→ What you should do
Beginning with the line that holds "Target: large haystack", set down each line of the data below through the very last, exactly as given, and nothing beyond that.

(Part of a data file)
------------------------------------------------------------------------

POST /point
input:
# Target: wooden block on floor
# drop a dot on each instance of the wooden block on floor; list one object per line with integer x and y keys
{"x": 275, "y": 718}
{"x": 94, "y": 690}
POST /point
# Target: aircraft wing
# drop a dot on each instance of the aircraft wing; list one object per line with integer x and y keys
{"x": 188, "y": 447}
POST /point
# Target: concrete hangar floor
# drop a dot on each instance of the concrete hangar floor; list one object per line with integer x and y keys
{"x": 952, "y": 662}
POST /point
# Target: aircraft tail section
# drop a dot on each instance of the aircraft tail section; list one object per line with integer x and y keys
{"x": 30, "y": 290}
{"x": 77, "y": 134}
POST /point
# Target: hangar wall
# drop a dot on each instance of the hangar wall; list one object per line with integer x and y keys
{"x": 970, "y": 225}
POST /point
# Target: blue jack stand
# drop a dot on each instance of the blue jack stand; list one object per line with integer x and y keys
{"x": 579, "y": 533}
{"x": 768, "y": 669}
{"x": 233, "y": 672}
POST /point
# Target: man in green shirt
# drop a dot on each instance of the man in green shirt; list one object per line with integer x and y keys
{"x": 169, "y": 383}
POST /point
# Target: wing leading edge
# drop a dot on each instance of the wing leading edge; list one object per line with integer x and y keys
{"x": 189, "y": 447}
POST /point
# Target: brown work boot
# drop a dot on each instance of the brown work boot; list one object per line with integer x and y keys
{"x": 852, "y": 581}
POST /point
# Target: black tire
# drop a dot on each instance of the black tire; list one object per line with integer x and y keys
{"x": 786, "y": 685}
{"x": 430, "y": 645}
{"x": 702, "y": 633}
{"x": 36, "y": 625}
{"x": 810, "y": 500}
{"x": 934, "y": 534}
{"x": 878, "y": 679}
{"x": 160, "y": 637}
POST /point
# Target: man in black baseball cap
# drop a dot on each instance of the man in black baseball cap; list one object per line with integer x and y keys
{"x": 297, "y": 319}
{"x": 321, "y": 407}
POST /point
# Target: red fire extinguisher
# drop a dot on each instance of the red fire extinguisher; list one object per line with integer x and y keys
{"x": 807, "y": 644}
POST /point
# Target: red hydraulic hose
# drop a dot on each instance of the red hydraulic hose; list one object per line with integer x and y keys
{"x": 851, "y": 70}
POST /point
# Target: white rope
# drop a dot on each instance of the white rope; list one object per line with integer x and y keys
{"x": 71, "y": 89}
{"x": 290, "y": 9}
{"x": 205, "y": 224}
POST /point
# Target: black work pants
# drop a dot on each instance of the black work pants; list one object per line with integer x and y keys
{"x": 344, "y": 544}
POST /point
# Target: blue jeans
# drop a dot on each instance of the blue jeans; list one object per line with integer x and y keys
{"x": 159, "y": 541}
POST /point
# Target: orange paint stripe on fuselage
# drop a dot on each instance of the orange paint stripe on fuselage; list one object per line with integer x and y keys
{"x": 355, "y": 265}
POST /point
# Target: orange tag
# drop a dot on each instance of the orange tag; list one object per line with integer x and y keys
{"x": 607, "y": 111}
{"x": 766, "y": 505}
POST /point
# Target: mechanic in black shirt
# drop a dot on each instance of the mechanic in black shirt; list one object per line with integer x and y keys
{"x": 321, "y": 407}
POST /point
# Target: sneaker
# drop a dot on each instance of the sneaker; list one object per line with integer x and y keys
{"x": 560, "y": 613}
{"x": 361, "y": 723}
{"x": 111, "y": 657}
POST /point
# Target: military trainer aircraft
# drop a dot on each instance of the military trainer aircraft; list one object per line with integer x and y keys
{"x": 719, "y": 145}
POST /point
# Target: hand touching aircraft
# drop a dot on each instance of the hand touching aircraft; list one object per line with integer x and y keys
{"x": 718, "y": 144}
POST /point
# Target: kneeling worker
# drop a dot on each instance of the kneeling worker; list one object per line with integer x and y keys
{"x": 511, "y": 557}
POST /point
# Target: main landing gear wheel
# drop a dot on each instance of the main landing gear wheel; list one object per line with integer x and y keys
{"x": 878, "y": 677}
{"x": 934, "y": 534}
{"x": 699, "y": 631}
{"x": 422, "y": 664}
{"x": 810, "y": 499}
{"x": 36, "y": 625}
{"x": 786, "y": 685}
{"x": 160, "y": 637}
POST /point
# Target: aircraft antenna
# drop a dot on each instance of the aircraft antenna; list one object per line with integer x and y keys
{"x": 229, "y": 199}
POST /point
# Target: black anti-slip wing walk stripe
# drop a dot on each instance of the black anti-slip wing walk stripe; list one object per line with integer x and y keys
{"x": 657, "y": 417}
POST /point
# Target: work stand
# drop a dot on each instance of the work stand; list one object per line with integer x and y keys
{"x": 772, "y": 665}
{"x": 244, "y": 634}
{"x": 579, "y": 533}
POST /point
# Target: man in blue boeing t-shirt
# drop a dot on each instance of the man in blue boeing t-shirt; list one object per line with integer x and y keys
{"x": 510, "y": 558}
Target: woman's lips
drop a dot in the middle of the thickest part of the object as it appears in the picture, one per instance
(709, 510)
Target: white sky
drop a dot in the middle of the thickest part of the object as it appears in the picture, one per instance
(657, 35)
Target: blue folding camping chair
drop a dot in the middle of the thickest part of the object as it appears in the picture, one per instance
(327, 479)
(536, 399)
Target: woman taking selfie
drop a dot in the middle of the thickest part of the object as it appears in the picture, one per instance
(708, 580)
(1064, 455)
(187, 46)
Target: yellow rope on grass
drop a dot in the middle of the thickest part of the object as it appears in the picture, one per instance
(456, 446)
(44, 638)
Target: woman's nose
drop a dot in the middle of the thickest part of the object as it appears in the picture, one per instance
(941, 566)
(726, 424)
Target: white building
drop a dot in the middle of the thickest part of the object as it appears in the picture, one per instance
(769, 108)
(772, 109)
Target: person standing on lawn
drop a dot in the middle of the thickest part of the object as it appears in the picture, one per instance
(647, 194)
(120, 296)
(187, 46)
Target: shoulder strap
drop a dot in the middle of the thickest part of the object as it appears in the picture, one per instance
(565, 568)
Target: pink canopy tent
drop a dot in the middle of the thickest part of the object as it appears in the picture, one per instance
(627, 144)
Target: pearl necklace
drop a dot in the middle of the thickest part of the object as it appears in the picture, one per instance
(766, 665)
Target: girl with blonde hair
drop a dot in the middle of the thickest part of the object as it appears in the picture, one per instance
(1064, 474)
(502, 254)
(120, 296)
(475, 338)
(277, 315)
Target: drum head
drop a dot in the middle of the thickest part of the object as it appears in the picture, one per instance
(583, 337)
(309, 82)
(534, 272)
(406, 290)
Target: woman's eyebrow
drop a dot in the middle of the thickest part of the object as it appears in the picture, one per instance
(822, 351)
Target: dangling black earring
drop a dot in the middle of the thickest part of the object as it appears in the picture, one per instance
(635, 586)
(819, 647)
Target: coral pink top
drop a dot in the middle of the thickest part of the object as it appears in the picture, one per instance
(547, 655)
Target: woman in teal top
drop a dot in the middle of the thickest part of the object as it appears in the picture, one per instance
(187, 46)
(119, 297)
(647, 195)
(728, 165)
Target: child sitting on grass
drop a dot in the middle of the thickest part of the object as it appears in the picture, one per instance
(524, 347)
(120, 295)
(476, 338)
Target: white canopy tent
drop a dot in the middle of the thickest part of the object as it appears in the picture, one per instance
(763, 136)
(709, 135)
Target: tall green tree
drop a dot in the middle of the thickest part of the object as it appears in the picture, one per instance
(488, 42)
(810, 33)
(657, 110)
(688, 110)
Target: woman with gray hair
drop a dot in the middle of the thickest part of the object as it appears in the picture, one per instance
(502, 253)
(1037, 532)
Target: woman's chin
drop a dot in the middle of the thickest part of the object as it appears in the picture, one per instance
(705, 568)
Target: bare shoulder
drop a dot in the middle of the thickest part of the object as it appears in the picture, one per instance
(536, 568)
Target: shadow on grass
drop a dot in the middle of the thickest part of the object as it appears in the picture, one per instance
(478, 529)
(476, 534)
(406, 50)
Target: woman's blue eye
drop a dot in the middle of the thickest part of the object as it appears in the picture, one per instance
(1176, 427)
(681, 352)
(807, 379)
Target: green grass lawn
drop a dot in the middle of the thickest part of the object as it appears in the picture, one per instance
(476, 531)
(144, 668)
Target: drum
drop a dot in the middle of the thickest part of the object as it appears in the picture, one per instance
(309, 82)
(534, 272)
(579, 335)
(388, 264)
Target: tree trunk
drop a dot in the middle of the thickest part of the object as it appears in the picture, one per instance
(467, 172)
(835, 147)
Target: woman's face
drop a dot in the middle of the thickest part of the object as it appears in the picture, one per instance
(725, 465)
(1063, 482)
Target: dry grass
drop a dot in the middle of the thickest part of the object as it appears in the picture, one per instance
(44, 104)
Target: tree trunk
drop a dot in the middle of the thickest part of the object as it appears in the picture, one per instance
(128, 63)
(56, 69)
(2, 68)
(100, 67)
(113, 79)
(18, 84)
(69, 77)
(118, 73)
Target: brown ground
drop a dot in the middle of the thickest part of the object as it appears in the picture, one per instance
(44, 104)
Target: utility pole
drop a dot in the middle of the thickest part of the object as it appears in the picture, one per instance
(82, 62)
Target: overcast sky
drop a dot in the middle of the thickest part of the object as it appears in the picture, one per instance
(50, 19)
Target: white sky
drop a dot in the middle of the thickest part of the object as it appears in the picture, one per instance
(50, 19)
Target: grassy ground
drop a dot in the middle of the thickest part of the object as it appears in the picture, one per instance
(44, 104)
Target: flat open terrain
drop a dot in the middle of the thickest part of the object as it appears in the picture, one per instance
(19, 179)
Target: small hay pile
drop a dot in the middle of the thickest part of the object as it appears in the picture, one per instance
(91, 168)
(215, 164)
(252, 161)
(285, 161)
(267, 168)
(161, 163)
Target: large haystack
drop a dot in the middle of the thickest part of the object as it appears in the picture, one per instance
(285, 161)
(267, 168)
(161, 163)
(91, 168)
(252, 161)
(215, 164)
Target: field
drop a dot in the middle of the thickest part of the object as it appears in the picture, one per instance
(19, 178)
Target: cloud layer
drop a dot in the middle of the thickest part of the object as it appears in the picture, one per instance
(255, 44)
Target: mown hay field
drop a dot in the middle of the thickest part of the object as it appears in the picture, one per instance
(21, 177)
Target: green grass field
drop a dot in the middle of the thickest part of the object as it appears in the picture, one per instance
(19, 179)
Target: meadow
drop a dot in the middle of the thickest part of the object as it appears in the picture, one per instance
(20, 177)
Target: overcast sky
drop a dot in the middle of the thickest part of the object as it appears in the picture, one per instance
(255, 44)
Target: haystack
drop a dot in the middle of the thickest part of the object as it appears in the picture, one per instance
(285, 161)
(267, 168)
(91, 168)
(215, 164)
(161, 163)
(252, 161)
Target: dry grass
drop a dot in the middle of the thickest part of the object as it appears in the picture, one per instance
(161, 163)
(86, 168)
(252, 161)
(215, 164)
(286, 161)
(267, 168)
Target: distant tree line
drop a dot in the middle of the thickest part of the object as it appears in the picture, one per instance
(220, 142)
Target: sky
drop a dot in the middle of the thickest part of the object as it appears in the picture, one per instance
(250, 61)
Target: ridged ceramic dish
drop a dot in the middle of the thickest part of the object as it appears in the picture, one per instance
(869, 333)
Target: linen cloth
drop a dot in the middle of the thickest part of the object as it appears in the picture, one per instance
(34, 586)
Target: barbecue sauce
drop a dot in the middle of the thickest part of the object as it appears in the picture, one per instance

------------------------------------------------------------------------

→ Result of this exercise
Target: large haystack
drop a dot in the middle of the thickest part of the object as it appears in the picture, one per instance
(285, 161)
(267, 168)
(161, 163)
(91, 168)
(252, 161)
(215, 164)
Target: field
drop a dot in the middle of the thickest part of the object as it appears in the picture, one per instance
(19, 178)
Target: cloud layer
drop a dot in the middle of the thickest part of the object as it appears in the picture, one per instance
(255, 44)
Target: mown hay field
drop a dot in the middle of the thickest part of the object as it appears in the picture, one per instance
(21, 177)
Target: green grass field
drop a dot in the middle of the thickest part of the object as it appears in the picture, one per instance
(19, 179)
Target: meadow
drop a dot in the middle of the thickest part of the object as it appears in the picture, one per instance
(20, 177)
Target: overcast sky
drop a dot in the middle of the thickest part of the object as it appears in the picture, one per instance
(255, 44)
Target: haystack
drop a dot in the middle of the thickest part of the object as it appears in the picture, one per instance
(285, 161)
(267, 168)
(91, 168)
(215, 164)
(161, 163)
(252, 161)
Target: dry grass
drop a dot in the middle of the thickest part of the object as it appears in the picture, one per instance
(161, 163)
(86, 168)
(252, 161)
(215, 164)
(286, 161)
(267, 168)
Target: distant tree line
drop a dot in the middle of the thickest part of the object as it appears in the picture, one per instance
(220, 142)
Target: sky
drop a dot in the middle of the thickest part of the object as it appears in the picture, one per instance
(250, 61)
Target: ridged ceramic dish
drop a dot in the middle of the thickest part of the object as it appears in the picture, one per instance
(869, 333)
Target: linen cloth
drop a dot in the middle of the thickest part of the object as it appears in the picture, one per instance
(34, 586)
Target: barbecue sauce
drop a dot in the middle of the thickest part of the object as it appears in the picture, one per instance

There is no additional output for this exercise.